● Exercise goal
Copy every record exactly.

(Stored data entries)
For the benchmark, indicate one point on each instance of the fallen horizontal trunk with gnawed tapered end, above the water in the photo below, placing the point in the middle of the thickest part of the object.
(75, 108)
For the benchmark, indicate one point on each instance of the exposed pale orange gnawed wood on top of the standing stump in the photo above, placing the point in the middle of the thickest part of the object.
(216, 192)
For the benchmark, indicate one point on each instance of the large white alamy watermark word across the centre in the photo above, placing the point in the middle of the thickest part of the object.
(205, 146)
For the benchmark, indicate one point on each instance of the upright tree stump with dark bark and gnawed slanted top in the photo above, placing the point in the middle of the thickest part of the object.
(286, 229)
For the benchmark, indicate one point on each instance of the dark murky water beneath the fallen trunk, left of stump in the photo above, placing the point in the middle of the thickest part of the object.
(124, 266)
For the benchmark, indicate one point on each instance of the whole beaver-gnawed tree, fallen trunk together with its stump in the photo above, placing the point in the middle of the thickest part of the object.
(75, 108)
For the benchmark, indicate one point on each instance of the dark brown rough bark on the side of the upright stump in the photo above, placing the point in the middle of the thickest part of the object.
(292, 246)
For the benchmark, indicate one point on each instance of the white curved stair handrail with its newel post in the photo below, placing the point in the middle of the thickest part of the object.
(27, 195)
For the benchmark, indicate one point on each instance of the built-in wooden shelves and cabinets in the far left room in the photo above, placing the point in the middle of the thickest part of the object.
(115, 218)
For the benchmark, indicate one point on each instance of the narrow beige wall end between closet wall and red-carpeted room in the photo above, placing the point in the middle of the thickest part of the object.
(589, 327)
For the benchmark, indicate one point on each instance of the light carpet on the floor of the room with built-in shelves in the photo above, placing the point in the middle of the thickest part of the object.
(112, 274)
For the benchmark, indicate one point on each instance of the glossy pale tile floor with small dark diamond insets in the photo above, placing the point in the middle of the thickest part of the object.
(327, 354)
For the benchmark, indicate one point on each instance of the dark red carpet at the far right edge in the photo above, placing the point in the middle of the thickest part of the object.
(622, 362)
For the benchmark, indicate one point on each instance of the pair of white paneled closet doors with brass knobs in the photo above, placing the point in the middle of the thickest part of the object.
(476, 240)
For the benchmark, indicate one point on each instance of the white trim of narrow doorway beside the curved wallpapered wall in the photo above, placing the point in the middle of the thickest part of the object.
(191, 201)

● Reply to the task
For the benchmark, indicate one point on each instance of the fallen horizontal trunk with gnawed tapered end, above the water in the photo below, placing the point in the middle of the thickest part of the object.
(75, 108)
For the benchmark, indicate one point on each instance of the exposed pale orange gnawed wood on top of the standing stump in the photo above, placing the point in the middle of the thickest part of the object.
(216, 192)
For the benchmark, indicate one point on each instance of the large white alamy watermark word across the centre in the photo above, placing the point in the middle of the thickest part of the object.
(205, 146)
For the benchmark, indicate one point on each instance of the upright tree stump with dark bark and gnawed slanted top in the photo above, placing the point in the middle of the thickest part of the object.
(286, 229)
For the benchmark, indicate one point on each instance of the dark murky water beneath the fallen trunk, left of stump in the photo above, placing the point in the middle of the thickest part of the object.
(124, 266)
For the benchmark, indicate one point on each instance of the whole beaver-gnawed tree, fallen trunk together with its stump in the photo above, placing the point in the middle of the thickest part of the object.
(75, 108)
For the benchmark, indicate one point on each instance of the dark brown rough bark on the side of the upright stump in the photo above, placing the point in the middle of the thickest part of the object.
(292, 246)
For the benchmark, indicate one point on each instance of the white curved stair handrail with its newel post in the photo below, placing the point in the middle of the thickest part of the object.
(27, 195)
For the benchmark, indicate one point on each instance of the built-in wooden shelves and cabinets in the far left room in the photo above, placing the point in the middle of the thickest part of the object.
(115, 218)
For the benchmark, indicate one point on each instance of the narrow beige wall end between closet wall and red-carpeted room in the photo above, placing the point in the middle of the thickest part of the object.
(589, 327)
For the benchmark, indicate one point on each instance of the light carpet on the floor of the room with built-in shelves in the photo above, placing the point in the middle of the thickest part of the object.
(112, 274)
For the benchmark, indicate one point on each instance of the glossy pale tile floor with small dark diamond insets in the photo above, placing the point in the middle of the thickest part of the object.
(327, 354)
For the benchmark, indicate one point on each instance of the dark red carpet at the far right edge in the photo above, placing the point in the middle of the thickest part of the object.
(622, 362)
For the benchmark, indicate one point on each instance of the pair of white paneled closet doors with brass knobs in the photo above, placing the point in the middle of the thickest part of the object.
(476, 240)
For the benchmark, indicate one point on each instance of the white trim of narrow doorway beside the curved wallpapered wall in the photo above, placing the point in the middle of the thickest part of the object.
(191, 201)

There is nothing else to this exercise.